▶ INSTRUCTION: Add -75 to every bounding-box coordinate in the answers, and write out the records from the beginning up to and including the line with "58;46;148;86". Keep all of their other text unchanged, and leave out the pictures.
## begin DATA FOR PROCESSING
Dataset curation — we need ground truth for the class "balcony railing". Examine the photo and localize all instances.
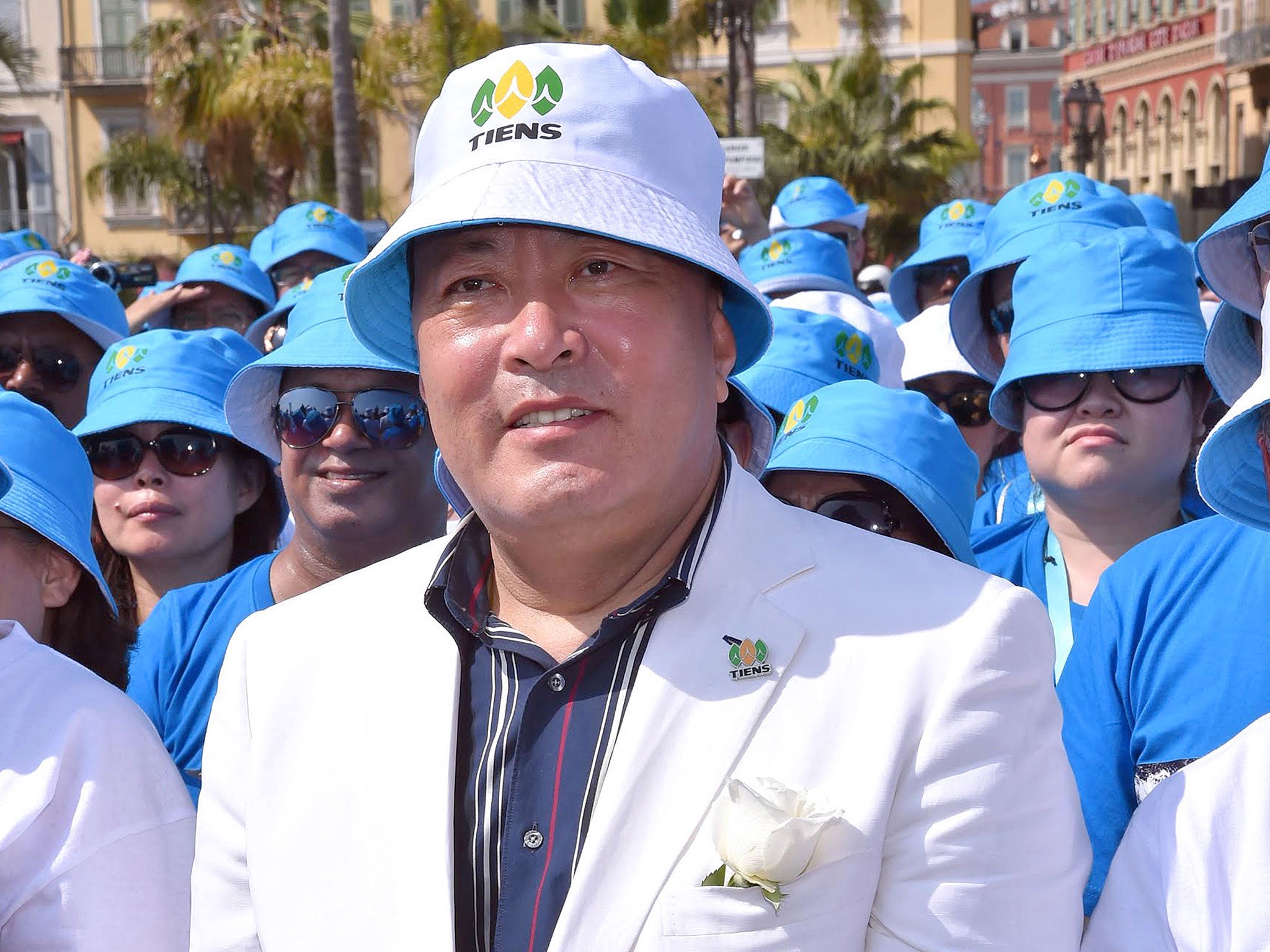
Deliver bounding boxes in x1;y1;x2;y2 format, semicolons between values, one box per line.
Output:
58;46;148;86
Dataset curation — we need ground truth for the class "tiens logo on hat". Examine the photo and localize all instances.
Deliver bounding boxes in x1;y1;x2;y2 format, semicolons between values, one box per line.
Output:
781;397;820;439
469;60;564;151
212;249;242;269
1028;179;1082;217
758;239;794;264
23;258;71;283
833;330;877;382
102;344;150;387
305;205;335;224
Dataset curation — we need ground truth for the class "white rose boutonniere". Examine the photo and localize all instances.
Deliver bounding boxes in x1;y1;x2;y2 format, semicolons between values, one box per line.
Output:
701;777;846;910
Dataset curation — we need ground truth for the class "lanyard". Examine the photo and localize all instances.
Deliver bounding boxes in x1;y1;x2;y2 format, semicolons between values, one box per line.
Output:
1042;529;1072;684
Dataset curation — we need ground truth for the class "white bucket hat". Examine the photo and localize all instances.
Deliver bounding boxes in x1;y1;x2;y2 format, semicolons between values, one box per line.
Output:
1195;319;1270;529
898;305;992;383
779;291;904;390
347;43;771;373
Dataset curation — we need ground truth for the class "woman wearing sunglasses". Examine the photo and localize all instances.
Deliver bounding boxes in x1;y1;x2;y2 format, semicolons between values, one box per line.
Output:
0;394;194;952
899;303;1017;495
128;269;446;801
75;328;282;625
763;381;978;565
974;227;1210;678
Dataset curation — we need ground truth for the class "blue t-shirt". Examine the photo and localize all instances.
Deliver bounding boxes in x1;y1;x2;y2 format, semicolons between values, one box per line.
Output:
1058;517;1270;914
128;552;277;804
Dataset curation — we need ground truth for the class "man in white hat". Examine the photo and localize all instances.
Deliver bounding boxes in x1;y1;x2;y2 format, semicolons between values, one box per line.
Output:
192;45;1088;952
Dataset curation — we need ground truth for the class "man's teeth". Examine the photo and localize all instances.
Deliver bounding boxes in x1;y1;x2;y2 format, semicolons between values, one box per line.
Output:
512;407;590;429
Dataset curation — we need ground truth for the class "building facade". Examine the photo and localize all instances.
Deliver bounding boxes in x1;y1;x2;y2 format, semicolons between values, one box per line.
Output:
1063;0;1229;239
970;0;1068;202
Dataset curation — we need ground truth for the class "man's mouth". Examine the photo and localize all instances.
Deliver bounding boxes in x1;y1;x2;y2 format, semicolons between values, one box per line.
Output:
512;406;594;430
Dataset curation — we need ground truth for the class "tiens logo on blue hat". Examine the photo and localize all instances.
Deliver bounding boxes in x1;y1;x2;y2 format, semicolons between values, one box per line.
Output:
470;60;564;152
776;396;820;443
1028;179;1083;217
102;344;150;390
23;258;71;287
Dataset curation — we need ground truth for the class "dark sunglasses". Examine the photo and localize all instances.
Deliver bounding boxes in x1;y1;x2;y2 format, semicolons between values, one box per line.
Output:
84;429;221;481
918;387;992;426
988;298;1015;334
0;344;84;394
913;258;970;287
273;387;425;449
1018;367;1189;413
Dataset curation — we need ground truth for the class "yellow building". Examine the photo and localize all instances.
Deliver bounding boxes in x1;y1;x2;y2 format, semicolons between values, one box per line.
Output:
53;0;423;259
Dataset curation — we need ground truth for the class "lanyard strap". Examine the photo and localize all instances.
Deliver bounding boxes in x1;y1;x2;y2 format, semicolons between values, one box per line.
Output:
1044;529;1072;684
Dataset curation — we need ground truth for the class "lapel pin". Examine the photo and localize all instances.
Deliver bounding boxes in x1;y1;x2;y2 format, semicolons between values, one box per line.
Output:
722;635;772;681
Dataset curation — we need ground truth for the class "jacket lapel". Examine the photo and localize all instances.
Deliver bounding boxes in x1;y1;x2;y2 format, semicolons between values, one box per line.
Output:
550;467;813;952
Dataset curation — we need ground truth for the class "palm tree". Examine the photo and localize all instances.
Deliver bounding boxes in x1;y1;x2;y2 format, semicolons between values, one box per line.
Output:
763;42;977;259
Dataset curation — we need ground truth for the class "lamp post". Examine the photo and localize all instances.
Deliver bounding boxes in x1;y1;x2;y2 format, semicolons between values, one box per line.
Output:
1063;80;1106;173
970;95;992;198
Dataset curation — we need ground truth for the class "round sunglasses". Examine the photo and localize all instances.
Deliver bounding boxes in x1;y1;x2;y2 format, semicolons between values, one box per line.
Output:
1018;367;1190;413
913;387;992;426
0;344;84;394
84;428;221;481
273;387;427;449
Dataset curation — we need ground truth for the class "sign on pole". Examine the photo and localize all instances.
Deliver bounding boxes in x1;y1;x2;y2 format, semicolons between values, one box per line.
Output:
719;136;766;179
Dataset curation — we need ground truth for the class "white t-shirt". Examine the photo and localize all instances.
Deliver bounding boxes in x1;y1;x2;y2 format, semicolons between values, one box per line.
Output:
0;620;194;952
1081;716;1270;952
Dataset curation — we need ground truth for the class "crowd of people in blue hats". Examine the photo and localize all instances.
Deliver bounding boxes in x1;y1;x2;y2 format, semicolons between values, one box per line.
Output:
7;37;1270;952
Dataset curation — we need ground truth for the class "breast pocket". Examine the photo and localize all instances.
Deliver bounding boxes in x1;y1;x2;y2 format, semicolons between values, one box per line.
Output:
662;854;876;952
## end DATA FOR PROCESSING
▶ SOLUTION TO THIS EXERCISE:
Dataset curation — we need ground truth for the class "balcony railing". Examine the photo and localize all instances.
Deliver bounding boxes in x1;y1;x2;y2 format, semicolons between values, one box per line.
Output:
-17;-29;73;11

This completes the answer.